START Data provided

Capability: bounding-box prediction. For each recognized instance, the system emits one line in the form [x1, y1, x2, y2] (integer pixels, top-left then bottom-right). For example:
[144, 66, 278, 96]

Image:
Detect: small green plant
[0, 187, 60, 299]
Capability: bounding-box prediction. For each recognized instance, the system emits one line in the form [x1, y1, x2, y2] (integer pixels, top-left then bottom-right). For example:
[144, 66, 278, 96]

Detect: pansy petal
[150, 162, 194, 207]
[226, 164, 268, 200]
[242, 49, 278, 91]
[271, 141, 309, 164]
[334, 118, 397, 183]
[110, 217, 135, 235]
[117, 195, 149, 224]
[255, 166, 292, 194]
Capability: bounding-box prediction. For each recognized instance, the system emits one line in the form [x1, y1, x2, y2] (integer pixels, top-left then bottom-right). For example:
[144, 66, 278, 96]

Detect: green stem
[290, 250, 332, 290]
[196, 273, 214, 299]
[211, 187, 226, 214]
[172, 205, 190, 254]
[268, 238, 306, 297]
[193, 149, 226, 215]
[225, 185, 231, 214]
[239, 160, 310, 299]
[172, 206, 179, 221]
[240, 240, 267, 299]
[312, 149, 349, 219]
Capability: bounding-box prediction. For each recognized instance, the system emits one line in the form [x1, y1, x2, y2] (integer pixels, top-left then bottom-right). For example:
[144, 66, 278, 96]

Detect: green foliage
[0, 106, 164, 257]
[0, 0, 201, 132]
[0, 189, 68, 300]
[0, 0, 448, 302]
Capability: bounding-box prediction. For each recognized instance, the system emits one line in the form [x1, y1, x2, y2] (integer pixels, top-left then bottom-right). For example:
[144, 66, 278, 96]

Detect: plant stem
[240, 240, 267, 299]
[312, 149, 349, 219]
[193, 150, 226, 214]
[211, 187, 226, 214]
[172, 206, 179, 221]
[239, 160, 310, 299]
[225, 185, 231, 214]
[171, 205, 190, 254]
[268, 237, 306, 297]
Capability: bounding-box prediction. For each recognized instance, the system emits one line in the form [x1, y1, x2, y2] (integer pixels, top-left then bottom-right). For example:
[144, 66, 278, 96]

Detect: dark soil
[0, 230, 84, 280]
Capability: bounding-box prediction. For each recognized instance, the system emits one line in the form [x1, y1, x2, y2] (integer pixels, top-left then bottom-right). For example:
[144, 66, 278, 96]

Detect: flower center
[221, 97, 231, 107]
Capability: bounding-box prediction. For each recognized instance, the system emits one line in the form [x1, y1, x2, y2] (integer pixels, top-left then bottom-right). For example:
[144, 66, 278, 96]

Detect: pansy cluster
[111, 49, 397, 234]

END Data provided

- **Your instructions**: Reproduce each of the records word for word.

- **Task result**:
Capability: bounding-box prediction. For each recognized instance, the system emits one line in the form [x1, y1, x2, y2] (integer pixels, top-left then bottom-right). For example:
[144, 66, 278, 96]

Image:
Detect: small green plant
[0, 187, 60, 299]
Capability: bounding-box prediction. For each recognized instance, the system emits one line in the form [x1, y1, x2, y2] (integer pixels, top-left then bottom-right). For example:
[144, 66, 278, 96]

Detect: pansy petal
[150, 162, 194, 207]
[226, 164, 268, 200]
[242, 49, 278, 91]
[271, 141, 309, 164]
[334, 118, 397, 183]
[110, 217, 135, 235]
[117, 195, 149, 224]
[255, 166, 292, 194]
Capability: bounding-box prediction. For each recognized instance, the system emits one line in the form [x1, y1, x2, y2] (integer pixels, top-left then bottom-right). For example:
[144, 66, 278, 96]

Detect: green stem
[290, 250, 332, 290]
[196, 273, 214, 299]
[211, 187, 226, 214]
[172, 205, 190, 254]
[268, 238, 306, 297]
[193, 149, 226, 215]
[225, 185, 231, 214]
[239, 160, 310, 299]
[172, 206, 179, 221]
[240, 240, 267, 299]
[312, 149, 349, 219]
Capability: bounding-box prediction. For each recognized instance, the system emits one line in the form [x1, y1, x2, y2] (integer pixels, top-left then bottom-right). For example:
[144, 66, 278, 96]

Detect: green foliage
[0, 106, 164, 257]
[0, 0, 201, 132]
[0, 189, 68, 300]
[0, 0, 448, 302]
Capability: bounding-box prediction. For each recognized instance, the system emits one line in the form [x1, y1, x2, y2] (integer pixels, top-left then bottom-right). For example:
[144, 66, 278, 96]

Detect: plant stem
[240, 240, 267, 299]
[312, 149, 349, 219]
[193, 150, 226, 214]
[211, 187, 226, 214]
[172, 206, 179, 221]
[239, 160, 310, 299]
[225, 185, 231, 214]
[171, 205, 190, 254]
[268, 237, 306, 297]
Capability: bounding-box prediction. For each recognized instance, the system emits one line in the form [x1, y1, x2, y2] (integer pixels, top-left then bottom-right). For example:
[144, 66, 278, 96]

Detect: dark soil
[0, 230, 84, 280]
Capability: bounding-box prediction. For each recognized instance, the system emits one line in the form [x1, y1, x2, y2] (integer pixels, top-left then bottom-right). For example:
[144, 66, 278, 96]

Detect: flower center
[221, 97, 231, 107]
Capability: bounding-box prediction. For each recognized instance, the system emits one line in the form [x1, y1, x2, y2] (integer pixels, top-left then bottom-right). For example:
[144, 66, 278, 96]

Detect: pansy cluster
[111, 49, 397, 234]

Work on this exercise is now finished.